**Source records:**
* * *
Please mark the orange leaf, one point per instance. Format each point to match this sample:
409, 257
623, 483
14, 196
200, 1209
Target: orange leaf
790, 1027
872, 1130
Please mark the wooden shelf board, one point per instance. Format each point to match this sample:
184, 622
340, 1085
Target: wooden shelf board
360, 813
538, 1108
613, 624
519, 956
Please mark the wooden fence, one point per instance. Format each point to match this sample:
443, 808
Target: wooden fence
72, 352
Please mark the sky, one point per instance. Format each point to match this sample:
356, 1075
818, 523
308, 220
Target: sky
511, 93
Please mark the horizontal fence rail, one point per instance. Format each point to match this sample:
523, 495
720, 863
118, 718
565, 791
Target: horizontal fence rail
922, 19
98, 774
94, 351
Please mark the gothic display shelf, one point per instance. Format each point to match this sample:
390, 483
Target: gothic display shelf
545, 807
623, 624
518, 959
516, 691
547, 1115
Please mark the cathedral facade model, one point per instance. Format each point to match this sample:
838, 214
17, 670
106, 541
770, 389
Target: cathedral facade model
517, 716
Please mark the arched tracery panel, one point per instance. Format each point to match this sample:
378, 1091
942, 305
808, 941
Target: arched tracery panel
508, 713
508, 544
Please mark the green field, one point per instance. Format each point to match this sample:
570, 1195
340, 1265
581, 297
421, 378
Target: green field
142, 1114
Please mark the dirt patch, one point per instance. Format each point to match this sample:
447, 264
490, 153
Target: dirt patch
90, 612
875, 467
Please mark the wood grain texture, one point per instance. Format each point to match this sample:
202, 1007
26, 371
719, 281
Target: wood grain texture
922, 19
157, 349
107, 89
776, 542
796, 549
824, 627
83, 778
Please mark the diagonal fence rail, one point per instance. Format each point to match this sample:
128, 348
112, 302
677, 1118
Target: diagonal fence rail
* * *
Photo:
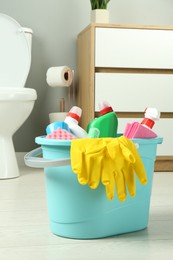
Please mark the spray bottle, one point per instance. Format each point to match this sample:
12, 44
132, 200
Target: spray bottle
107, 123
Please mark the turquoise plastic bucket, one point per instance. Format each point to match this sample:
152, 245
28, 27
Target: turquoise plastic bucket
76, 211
* * *
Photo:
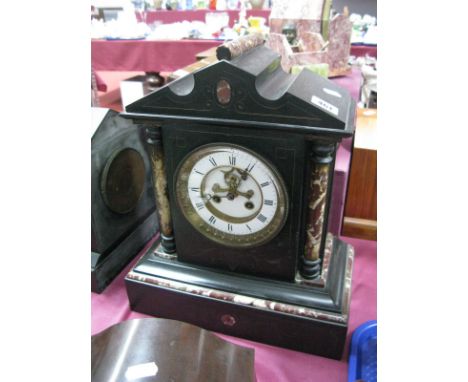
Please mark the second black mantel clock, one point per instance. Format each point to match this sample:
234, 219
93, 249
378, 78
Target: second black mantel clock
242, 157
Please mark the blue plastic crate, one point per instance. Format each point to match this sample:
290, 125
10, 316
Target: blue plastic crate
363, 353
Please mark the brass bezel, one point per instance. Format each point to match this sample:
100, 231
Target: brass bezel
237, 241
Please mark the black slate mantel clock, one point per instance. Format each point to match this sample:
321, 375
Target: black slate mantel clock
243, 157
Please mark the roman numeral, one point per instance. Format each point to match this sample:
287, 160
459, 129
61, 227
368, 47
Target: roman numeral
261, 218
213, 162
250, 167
* * *
**REQUIREMENT:** The lines above, starting at the one with "Target: cathedral facade model" and ending at the one with "Please mark the diagonal", are the only ones to return, exactly as written.

**ANSWER BOX:**
Target: cathedral facade model
517, 716
Please mark the arched tracery panel, one point per instance. Format each point to match this sample:
378, 1091
942, 305
808, 941
Target: arched tracery panel
508, 713
508, 544
Please mark the green field, one point per instance. Format each point to match this sample:
570, 1195
340, 1265
581, 297
421, 378
Target: green field
142, 1114
Please mark the dirt patch, one point per instance. Format each point to match this sample:
447, 264
490, 153
Target: dirt patch
90, 612
875, 467
Please mark the wood grain texture, one point per instance. Format each point to match this sample:
202, 1007
26, 371
719, 281
Target: wood grain texture
922, 19
157, 349
107, 89
776, 542
796, 549
824, 627
83, 778
Please mark the diagonal fence rail, one point per instance. Format each point to match this sample:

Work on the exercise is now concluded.